━━━ Information shown ━━━

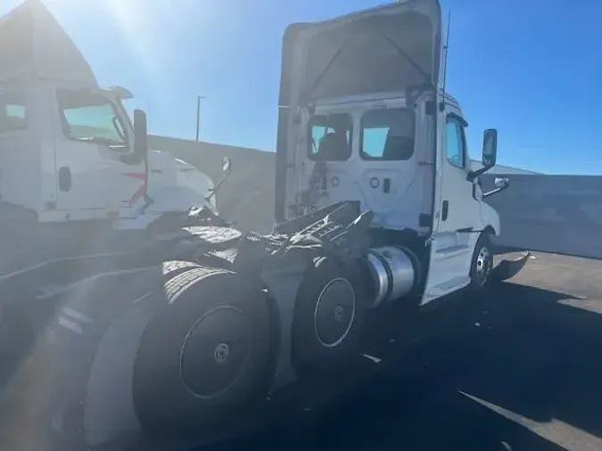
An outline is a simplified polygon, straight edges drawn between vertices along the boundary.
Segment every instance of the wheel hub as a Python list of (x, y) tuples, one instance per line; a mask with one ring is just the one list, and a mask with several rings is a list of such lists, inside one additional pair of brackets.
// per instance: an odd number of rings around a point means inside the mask
[(349, 333), (355, 320), (355, 291), (343, 278), (331, 280), (316, 303), (314, 329), (326, 348), (338, 346)]
[(213, 350), (213, 358), (218, 364), (223, 364), (226, 362), (229, 355), (230, 347), (226, 343), (219, 343)]
[(214, 398), (229, 390), (251, 358), (251, 323), (232, 306), (213, 308), (190, 328), (180, 351), (180, 377), (188, 391)]

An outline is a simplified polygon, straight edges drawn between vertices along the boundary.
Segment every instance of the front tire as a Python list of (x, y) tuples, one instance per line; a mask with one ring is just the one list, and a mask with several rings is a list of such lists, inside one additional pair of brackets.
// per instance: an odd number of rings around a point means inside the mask
[(474, 253), (470, 265), (471, 291), (486, 288), (490, 283), (493, 271), (493, 250), (489, 234), (482, 234), (474, 246)]

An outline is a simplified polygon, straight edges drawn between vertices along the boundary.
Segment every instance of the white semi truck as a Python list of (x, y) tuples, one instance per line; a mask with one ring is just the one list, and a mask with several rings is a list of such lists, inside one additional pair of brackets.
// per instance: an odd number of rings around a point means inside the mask
[[(493, 268), (499, 218), (482, 199), (496, 190), (478, 176), (497, 133), (471, 170), (441, 39), (438, 0), (288, 27), (274, 233), (234, 246), (219, 238), (228, 227), (183, 234), (162, 248), (177, 260), (67, 288), (14, 378), (8, 430), (33, 417), (61, 449), (227, 430), (299, 379), (348, 377), (368, 316), (519, 271), (526, 255)], [(29, 380), (44, 393), (36, 414), (19, 402)]]
[(131, 96), (98, 86), (42, 2), (28, 0), (0, 20), (3, 219), (29, 212), (40, 223), (110, 220), (144, 229), (192, 206), (215, 210), (209, 176), (145, 152), (145, 131), (136, 133), (145, 129), (136, 123), (144, 115), (135, 111), (132, 124), (122, 104)]

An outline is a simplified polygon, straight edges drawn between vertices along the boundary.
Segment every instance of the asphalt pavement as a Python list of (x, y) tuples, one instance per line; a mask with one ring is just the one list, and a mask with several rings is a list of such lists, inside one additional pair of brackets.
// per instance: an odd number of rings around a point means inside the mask
[(400, 315), (329, 402), (301, 397), (294, 415), (196, 450), (602, 449), (602, 260), (533, 257), (486, 296)]

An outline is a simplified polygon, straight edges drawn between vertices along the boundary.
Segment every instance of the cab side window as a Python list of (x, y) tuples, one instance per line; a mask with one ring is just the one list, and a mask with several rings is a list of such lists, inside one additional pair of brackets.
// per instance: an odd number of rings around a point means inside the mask
[(23, 93), (0, 94), (0, 133), (27, 128), (27, 111)]
[(465, 168), (464, 127), (459, 120), (453, 116), (448, 116), (445, 122), (445, 155), (450, 165), (461, 168)]

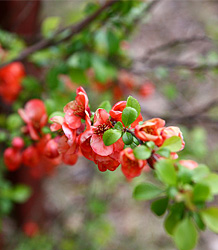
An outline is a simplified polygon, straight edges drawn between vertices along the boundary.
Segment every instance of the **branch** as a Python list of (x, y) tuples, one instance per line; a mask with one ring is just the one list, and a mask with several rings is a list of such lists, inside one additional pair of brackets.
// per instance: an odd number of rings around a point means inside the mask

━━━

### [Directions for this task]
Recast the material above as a Markdown table with the columns "Row" and "Line", one numbered row for each line, leaving out blank lines and the pictures.

### [Exercise output]
| Row | Line |
|---|---|
| 1 | An outline is a simplified polygon, straight edges drawn between vertices along the boundary. |
| 2 | Segment every instance of the wheel hub as a Python list of (x, y) tuples, one instance per line; a mask with one ring is just the one list, and a mask with several rings is a list of such lists, inside one additional pair of brackets. |
| 3 | // per instance: an odd number of rings around a point means inside the mask |
| 4 | [(349, 333), (355, 320), (355, 291), (343, 278), (331, 280), (316, 303), (314, 329), (326, 348), (338, 346)] |
| 5 | [(213, 350), (213, 358), (218, 364), (223, 364), (226, 362), (229, 355), (230, 347), (226, 343), (219, 343)] |
| 6 | [(214, 398), (229, 390), (251, 358), (251, 323), (232, 306), (213, 308), (190, 328), (180, 351), (180, 377), (188, 391)] |
| 7 | An outline is a simplified polygon, straight edges drawn between vertices along the boundary. |
| 8 | Segment every instance of the front tire as a Python list of (x, y) tuples, one instance per line; a mask with one ring is just the one list, and a mask with several rings is a list of such lists, inside one additional pair of brackets. |
| 9 | // per instance: an odd number of rings around a point means inside the mask |
| 10 | [(474, 253), (470, 265), (471, 291), (486, 288), (490, 283), (493, 271), (493, 250), (489, 234), (482, 234), (474, 246)] |
| 11 | An outline is a simplified polygon, straight edges drawn between vertices along the boundary. |
| 12 | Segment every instance of the white semi truck as a Python list of (x, y) tuples, one instance per line; a mask with one ring is just the one list, and a mask with several rings is a list of such lists, inside one additional pair of brackets. |
| 13 | // per instance: an odd number of rings around a point means inside the mask |
| 14 | [[(493, 268), (499, 218), (482, 199), (496, 190), (478, 176), (497, 133), (471, 170), (441, 39), (438, 0), (288, 27), (274, 233), (234, 246), (219, 238), (228, 227), (183, 234), (162, 248), (177, 260), (67, 288), (14, 378), (8, 430), (33, 417), (61, 449), (227, 430), (299, 379), (348, 377), (368, 316), (519, 271), (526, 255)], [(29, 380), (44, 393), (36, 414), (19, 402)]] |
| 15 | [(131, 96), (98, 86), (42, 2), (28, 0), (0, 20), (3, 219), (29, 212), (40, 223), (110, 220), (144, 229), (192, 206), (215, 210), (209, 176), (145, 152), (145, 131), (136, 133), (145, 129), (136, 123), (144, 115), (135, 111), (132, 124), (122, 104)] |
| 16 | An outline is a simplified polygon, straight edges drawn between vertices along the boundary. |
| 17 | Segment every instance of the asphalt pavement as a Python list of (x, y) tuples, one instance per line; a mask with one ring is just the one list, and a mask with several rings is a list of such lists, inside one additional pair of brackets. |
| 18 | // per instance: an odd number of rings around a point means inside the mask |
| 19 | [(400, 315), (329, 402), (301, 397), (294, 415), (196, 450), (602, 449), (602, 260), (533, 257), (486, 296)] |
| 20 | An outline is a simplified polygon, straight edges drawn between vertices along the boundary. |
| 21 | Segment every instance of the cab side window as a Python list of (x, y) tuples, one instance per line; a mask with one ring is just the one list, and a mask with several rings is a list of such lists, inside one additional pair of brackets. |
| 22 | // per instance: an odd number of rings around a point means inside the mask |
| 23 | [(23, 93), (0, 94), (0, 133), (27, 128), (27, 111)] |
| 24 | [(465, 168), (464, 127), (459, 120), (453, 116), (448, 116), (445, 122), (445, 155), (450, 165), (461, 168)] |
| 25 | An outline is a simplified polygon, straight edges drawn between vertices along the boundary. |
| 26 | Segment every instance of the **branch** as a Python list of (x, y) tuples, one instance per line; a mask with one ring is just the one list, and a mask with several rings is a list of such lists, inside one additional pair of brackets. |
| 27 | // per instance: an odd number of rings around a point means inside the mask |